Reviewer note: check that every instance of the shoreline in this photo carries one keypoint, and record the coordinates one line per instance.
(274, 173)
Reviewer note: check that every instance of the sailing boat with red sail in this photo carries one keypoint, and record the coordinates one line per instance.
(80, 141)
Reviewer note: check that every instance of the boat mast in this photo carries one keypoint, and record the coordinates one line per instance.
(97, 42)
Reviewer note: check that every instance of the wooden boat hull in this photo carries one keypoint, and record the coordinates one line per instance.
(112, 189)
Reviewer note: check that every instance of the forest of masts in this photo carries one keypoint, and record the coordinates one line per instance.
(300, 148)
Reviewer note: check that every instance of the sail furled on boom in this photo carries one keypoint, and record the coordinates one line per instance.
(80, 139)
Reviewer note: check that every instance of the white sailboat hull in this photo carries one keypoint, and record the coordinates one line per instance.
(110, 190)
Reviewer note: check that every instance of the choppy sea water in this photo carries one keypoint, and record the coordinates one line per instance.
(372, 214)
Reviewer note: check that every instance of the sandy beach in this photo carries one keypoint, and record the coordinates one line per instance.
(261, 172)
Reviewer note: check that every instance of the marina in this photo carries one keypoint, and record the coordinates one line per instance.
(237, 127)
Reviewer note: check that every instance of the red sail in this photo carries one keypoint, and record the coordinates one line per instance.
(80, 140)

# # #

### REQUIREMENTS
Only the lines from the one that contains "Reviewer note: check that every instance of the choppy" through the last line should be repeated, each exactly as it stands, with both ends included.

### EXPECTED ANSWER
Reviewer note: check that every instance of the choppy sea water in this photo carries one keypoint, and record the coordinates one line per instance.
(372, 214)
Reviewer note: check that every instance of the sandy beach in this photo carries one keypoint, and record the coordinates one line per instance.
(261, 172)
Reviewer note: check that every instance of the marina in this photo carries one keypoint, and record the coordinates one line per instance.
(237, 127)
Reviewer note: check that every instance of the red sail in this photo carries one keypoint, and record the coordinates one line per instance.
(80, 140)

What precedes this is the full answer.